-- Extracted text --
^^^^^^^^

Americans deserve a health care system that embodies fundamental American values. What would such a system look like? The HealthCARE principles advocated by Healthy Memphis Common Table (HMCT), Health, Choice, Access, Responsibility and Education, point the way. HMCT was incorporated in early 2000 when a group of concerned citizens, including consumers, providers and health care leaders, began meeting monthly in their homes to discuss ways to fix the broken health care system in our region. This group saw as its first purpose to identify health care values that all Americans shared that could provide the basis for real health improvement in the greater Memphis area. In 2003 over 450 health care leaders met in Memphis and affirmed these basic HealthCARE principles. Today over 200 organizations representing consumers, doctors, hospitals, health plans, businesses, and faith-based organizations have joined this community-wide effort to help Memphis become one of America’s healthiest cities. Now we need national bipartisan action based on these shared American values:
Health: We seek to reorganize our health system to promote health as its primary goal. Health care organizations should serve health first, not profits. Although profits may be necessary, patients suffer when making money is the top priority. Who stands to gain from the health care reforms being proposed in Washington? Will the reforms promote health over profit?
Choice: We choose the best value in health care providers and treatments. Americans value choice, but most don’t care who their insurance companies are as long as they get to choose their doctors, nurses and hospitals. Americans currently pay about one in seven of their health care dollars to an insurance company. Americans spend almost one in three health care dollars on administration and billing, more than in any country in the world spends on bureaucracy. We actually pay insurance companies to limit our choice of doctors and hospitals. Will the proposed “health insurance exchanges” allow us to choose best value providers and treatments for ourselves?

^^^^^^^^

-- Your instructions --
Extend the text on the HealthCARE principles beyond its last sentence.

^^^^^^^^

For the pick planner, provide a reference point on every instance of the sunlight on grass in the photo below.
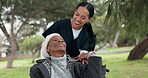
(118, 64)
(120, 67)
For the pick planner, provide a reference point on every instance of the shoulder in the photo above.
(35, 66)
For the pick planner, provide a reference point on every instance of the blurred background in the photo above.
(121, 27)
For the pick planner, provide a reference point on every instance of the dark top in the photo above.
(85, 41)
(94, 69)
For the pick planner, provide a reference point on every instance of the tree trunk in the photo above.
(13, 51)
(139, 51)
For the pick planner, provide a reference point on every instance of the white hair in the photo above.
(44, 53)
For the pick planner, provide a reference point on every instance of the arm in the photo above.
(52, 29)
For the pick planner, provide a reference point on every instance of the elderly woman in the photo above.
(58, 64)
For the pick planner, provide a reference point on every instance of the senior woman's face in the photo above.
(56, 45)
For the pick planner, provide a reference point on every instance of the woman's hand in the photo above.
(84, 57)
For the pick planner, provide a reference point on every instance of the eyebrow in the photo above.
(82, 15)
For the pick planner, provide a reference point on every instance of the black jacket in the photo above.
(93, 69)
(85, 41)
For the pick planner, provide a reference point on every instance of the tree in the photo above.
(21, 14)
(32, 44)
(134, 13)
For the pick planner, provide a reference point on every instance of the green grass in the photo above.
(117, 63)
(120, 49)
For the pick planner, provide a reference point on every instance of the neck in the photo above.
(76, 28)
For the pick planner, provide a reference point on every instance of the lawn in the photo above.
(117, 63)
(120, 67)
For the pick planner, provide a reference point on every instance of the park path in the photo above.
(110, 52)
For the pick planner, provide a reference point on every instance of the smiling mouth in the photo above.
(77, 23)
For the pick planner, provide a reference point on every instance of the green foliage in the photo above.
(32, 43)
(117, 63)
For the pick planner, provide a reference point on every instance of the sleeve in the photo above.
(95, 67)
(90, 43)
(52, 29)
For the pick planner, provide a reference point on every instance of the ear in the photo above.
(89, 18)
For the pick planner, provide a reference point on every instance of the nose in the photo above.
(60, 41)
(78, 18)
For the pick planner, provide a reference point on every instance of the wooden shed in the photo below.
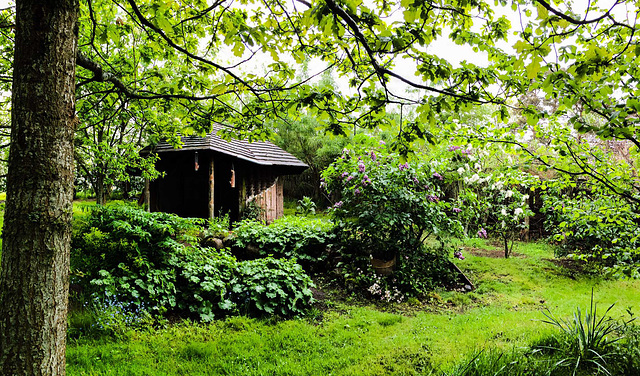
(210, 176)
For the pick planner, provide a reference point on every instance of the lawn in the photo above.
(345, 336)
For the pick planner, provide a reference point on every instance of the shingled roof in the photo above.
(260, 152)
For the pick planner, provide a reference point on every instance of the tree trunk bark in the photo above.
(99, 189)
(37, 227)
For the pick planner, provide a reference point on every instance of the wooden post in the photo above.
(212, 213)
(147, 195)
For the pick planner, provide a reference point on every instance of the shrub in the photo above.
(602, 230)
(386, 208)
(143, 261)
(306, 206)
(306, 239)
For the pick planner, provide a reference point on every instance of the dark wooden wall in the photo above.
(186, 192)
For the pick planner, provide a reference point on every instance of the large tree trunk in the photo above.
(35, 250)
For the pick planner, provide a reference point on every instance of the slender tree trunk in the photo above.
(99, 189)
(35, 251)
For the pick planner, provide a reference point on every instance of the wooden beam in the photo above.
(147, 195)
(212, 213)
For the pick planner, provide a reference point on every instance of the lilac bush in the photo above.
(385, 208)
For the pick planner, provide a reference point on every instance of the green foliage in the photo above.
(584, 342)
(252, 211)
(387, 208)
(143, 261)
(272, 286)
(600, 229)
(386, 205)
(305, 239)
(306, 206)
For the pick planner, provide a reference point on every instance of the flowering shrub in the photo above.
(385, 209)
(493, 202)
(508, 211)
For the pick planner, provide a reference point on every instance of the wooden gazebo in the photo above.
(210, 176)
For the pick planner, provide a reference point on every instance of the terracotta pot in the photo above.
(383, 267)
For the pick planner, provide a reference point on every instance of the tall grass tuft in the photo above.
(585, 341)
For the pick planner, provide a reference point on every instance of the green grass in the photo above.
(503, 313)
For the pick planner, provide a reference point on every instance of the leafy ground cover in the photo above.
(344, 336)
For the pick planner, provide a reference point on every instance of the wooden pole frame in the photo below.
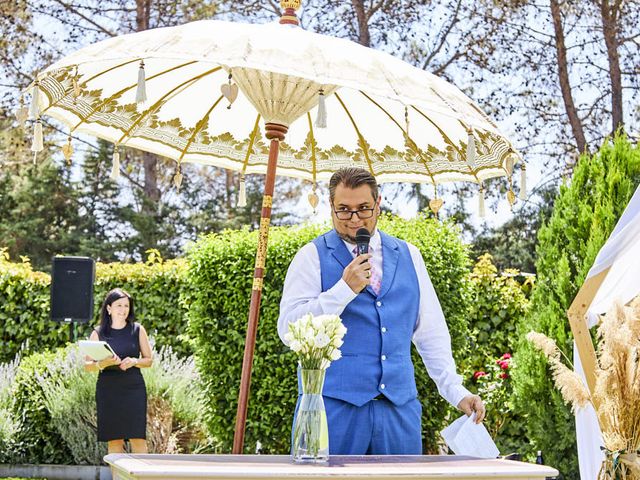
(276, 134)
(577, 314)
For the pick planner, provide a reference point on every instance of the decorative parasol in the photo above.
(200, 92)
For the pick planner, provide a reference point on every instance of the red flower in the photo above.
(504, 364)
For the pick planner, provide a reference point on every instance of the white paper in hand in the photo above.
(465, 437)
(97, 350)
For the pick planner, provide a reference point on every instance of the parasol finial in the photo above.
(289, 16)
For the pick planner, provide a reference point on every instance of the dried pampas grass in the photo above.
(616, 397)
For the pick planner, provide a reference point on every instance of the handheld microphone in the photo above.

^^^^^^^^

-- Response --
Access: We provide care according to need for all people. People need access to basic primary care. People without insurance have more difficulty getting needed primary and preventive care, and as a result are more likely to die. Lack of insurance, inability to get needed health care, and premature death are shockingly common. It is unconscionable for insurance companies to drop paying customers when they become ill. This is not acceptable in the United States. We need insurance reform to prohibit insurance companies from excluding people because of pre-existing conditions or dropping people when they become sick and need care.
Responsibility: We take responsibility for our health, and are accountable for our health care resources. With freedom and choice comes personal responsibility. If we want to live healthy, abundant lives, we must take charge of our health by practicing healthy habits and maintaining insurance coverage. The proposed insurance reforms mandate that everyone have insurance. Taxpayers and people with insurance already subsidize emergency and hospital care for those without insurance. We should cover preventive care to reduce the need for expensive emergency and hospital care when people become deathly ill. Everyone should pay their fair share to the best of their ability before they get sick.
Education: We continually learn and share how to improve our health and the health care system. Health reform begins at home. We must distinguish valuable, needed health care from medicines, hospitalizations and surgeries that are excessive or dangerous. Approximately one in five procedures and surgeries are unnecessary, and some are harmful. Regional health improvement collaboratives like HMCT (www.healthymemphis.org) provide valuable information on choosing a doctor or hospital and obtaining care at an affordable price.
Americans deserve health care that truly serves health. The insurance reforms proposed in Washington would be a true Christmas present to those who lack insurance, have pre-existing conditions, or whose insurance was dropped because of sickness. But the proposed reforms are only a first step. To create an affordable health system that serves health first we must reduce the money we spend on worthless bureaucracy and frivolous lawsuits, increase personal responsibility for health, and remove the financial incentives that currently encourage doctors and hospitals to provide unnecessary care. Then we can begin to hope for a health system that offers the care we need most at a reasonable cost.